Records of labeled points
________
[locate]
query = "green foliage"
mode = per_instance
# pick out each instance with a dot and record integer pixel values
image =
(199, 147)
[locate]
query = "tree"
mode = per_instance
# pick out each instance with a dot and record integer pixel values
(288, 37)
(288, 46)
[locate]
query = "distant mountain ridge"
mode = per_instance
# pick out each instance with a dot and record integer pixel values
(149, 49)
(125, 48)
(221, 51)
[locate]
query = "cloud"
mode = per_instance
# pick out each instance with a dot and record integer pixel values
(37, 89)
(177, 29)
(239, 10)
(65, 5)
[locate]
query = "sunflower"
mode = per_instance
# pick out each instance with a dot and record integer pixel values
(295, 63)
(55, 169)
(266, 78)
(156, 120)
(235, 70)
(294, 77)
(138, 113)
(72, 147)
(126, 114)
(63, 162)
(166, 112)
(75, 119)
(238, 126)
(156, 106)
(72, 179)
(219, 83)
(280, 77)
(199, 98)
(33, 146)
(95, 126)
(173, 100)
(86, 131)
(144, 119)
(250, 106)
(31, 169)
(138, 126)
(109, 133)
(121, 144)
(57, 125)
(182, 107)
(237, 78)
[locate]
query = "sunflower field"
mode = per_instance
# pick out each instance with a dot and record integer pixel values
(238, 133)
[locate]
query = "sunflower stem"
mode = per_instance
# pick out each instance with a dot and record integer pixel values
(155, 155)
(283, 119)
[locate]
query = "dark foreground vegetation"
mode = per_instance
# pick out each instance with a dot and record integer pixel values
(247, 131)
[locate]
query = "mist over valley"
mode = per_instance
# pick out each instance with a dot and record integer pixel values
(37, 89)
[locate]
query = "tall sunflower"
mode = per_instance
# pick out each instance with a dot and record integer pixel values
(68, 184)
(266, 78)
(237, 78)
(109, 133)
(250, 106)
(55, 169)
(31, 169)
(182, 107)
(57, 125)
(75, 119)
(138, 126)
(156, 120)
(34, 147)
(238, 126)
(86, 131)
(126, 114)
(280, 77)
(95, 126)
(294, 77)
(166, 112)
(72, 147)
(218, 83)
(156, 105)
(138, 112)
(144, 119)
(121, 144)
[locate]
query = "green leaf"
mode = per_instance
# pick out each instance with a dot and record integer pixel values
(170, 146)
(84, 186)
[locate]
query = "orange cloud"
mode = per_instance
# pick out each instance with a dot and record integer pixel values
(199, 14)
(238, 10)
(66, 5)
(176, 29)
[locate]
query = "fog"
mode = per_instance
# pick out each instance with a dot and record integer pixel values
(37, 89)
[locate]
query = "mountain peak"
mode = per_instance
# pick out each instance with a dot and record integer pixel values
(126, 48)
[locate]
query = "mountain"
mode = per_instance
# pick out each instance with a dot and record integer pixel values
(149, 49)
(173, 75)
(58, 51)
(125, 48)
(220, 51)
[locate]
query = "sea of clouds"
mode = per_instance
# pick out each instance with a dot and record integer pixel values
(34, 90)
________
**PROMPT**
Copy out every entry again, exactly as it was given.

**COMPLETE RESPONSE**
[locate]
query = "green foliage"
mode = per_instance
# pick out each instance with a dot and record integer pixel values
image =
(199, 147)
[locate]
query = "tree"
mode = per_instance
# pick out each instance with a dot and record integer pixel values
(288, 37)
(288, 46)
[locate]
query = "distant mountain ridge"
mode = per_instance
# pick out each instance with a dot and record integer pixel values
(149, 49)
(125, 48)
(221, 51)
[locate]
query = "cloud"
mode = per_instance
# pick out each instance with a dot and record integer pixel values
(37, 89)
(177, 29)
(239, 10)
(65, 5)
[locate]
query = "sunflower"
mode = per_instance
# pick out each instance with a dot and record integer pixel values
(295, 63)
(55, 169)
(266, 78)
(156, 120)
(235, 70)
(294, 77)
(138, 113)
(72, 147)
(126, 114)
(63, 162)
(166, 112)
(75, 119)
(238, 126)
(156, 106)
(72, 179)
(219, 83)
(280, 77)
(199, 98)
(33, 146)
(95, 126)
(173, 100)
(86, 131)
(144, 119)
(250, 106)
(31, 169)
(138, 126)
(109, 133)
(121, 144)
(57, 125)
(182, 107)
(237, 78)
[locate]
query = "sunflower field"
mode = per_instance
# pick out each instance with a dot and record integer pixel values
(238, 133)
[locate]
query = "sunflower stem"
mode = per_instance
# pick out each instance with a dot and record integer pixel values
(155, 155)
(283, 119)
[locate]
query = "dark foreground vegetation"
mode = per_instance
# pick out each instance with a dot and record integer pixel values
(247, 131)
[locate]
query = "mist over valley"
mode = per_instance
# pick out each instance with a dot and record integer pixel values
(37, 89)
[locate]
query = "tall sunflower"
mode = per_instance
# pick out each instance with a dot and record integer pixel values
(68, 184)
(266, 78)
(237, 78)
(109, 133)
(250, 106)
(55, 169)
(31, 169)
(182, 107)
(57, 125)
(75, 119)
(138, 126)
(156, 120)
(34, 147)
(238, 126)
(86, 131)
(126, 114)
(280, 77)
(95, 126)
(294, 77)
(166, 112)
(72, 147)
(218, 83)
(156, 105)
(138, 112)
(144, 119)
(121, 144)
[locate]
query = "green leaf"
mode = per_instance
# pick out each instance with a dot and record integer pixel values
(170, 146)
(84, 186)
[locate]
query = "orange cloud"
mode = per_instance
# pick out each instance with a dot and record integer pixel values
(199, 14)
(238, 10)
(66, 5)
(176, 29)
[locate]
query = "fog"
mode = per_instance
# pick out each instance with a dot and record integer pixel values
(37, 89)
[locate]
query = "mountain peak"
mode = per_instance
# pick out each instance with a dot and record integer pixel values
(126, 48)
[locate]
query = "mountain"
mode = per_instance
# pick out each instance with a dot and record integer pixel values
(149, 49)
(173, 75)
(58, 51)
(125, 48)
(220, 51)
[locate]
query = "sea of clouds"
mode = per_instance
# pick out each instance with a dot and record integer pixel values
(34, 90)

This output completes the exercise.